This query will show the current users and the OS PID…you can use this to then run a top command to watch the session.

ACTIVE users

select s.sid || ',' || s.serial# "SID/SERIAL"
, s.username
, s.osuser
, p.spid "OS PID"
, s.program
, s.status
, s.last_call_et
, sq.physical_read_bytes
, sq.physical_write_bytes
, sq.sql_text
from v$session s LEFT OUTER JOIN v$sql sq ON sq.sql_id = s.sql_id
, v$process p
Where s.paddr = p.addr
and s.status = 'ACTIVE'
and s.osuser <> 'oracle'
order by to_number(p.spid)

ALL Users (except oracle)

select s.sid || ',' || s.serial# "SID/SERIAL"
 , s.username
 , s.osuser
 , p.spid "OS PID"

- _GIVEN ENTRIES_
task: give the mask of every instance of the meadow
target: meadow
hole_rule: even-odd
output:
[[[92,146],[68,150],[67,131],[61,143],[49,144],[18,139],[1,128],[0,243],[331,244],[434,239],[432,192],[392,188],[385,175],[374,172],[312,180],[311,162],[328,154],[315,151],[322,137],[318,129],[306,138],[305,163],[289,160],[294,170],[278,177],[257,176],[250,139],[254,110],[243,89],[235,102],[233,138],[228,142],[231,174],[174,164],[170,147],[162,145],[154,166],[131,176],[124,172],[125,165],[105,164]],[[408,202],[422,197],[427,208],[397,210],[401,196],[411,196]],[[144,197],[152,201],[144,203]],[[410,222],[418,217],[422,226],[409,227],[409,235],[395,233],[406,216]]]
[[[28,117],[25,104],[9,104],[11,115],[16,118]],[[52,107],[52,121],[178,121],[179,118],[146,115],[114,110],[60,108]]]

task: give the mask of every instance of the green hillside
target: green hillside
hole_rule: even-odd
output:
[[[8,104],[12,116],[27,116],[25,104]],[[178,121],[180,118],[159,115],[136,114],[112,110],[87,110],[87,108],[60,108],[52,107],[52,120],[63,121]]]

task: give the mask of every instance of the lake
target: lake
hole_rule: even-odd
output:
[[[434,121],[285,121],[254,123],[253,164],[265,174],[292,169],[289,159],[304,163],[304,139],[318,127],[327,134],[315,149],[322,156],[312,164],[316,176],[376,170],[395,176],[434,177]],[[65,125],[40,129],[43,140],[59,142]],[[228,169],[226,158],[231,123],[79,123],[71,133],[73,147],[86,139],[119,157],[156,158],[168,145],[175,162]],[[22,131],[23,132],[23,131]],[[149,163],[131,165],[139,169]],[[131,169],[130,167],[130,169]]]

- _TO DO_
1. In the passage on Oracle session queries, what can the OS PID be used for?
2. Carry the passage on Oracle session queries forward from its last line.

- _ANSWERS PROVIDED_
1. Running a top command to watch the session.

2.
 , s.program
 , s.status
 , s.last_call_et
 , sq.physical_read_bytes
 , sq.physical_write_bytes
 , sq.sql_text
 from v$session s LEFT OUTER JOIN v$sql sq ON sq.sql_id = s.sql_id
 , v$process p
 Where s.paddr = p.addr
 and s.osuser <> 'oracle'
 order  by to_number(p.spid)

From there you can use the OS PID to run a top command to see what kind of resources the session is consuming

top -p PID

Or you can go the opposite way. Run a top command and then track down the Oracle Sessions using the PID

Find Active Users

select s.sid || ',' || s.serial# "SID/SERIAL"
 , s.username
 , s.osuser
 , p.spid "OS PID"
 , s.program
 , s.status
 , s.last_call_et
 , sq.physical_read_bytes
 , sq.physical_write_bytes
 , sq.sql_text
 from v$session s LEFT OUTER JOIN v$sql sq ON sq.sql_id = s.sql_id
 , v$process p
 Where s.paddr = p.addr
 and p.spid IN (22057, 28919, 21972)
 order  by to_number(p.spid)

Oracle Index Information

Some queries to help find out infomration about specific indexes.

This will show you the indexes for a specified table

select	i.index_name
,	i.tablespace_name
,	ceil(s.bytes / 1048576) "Size MB"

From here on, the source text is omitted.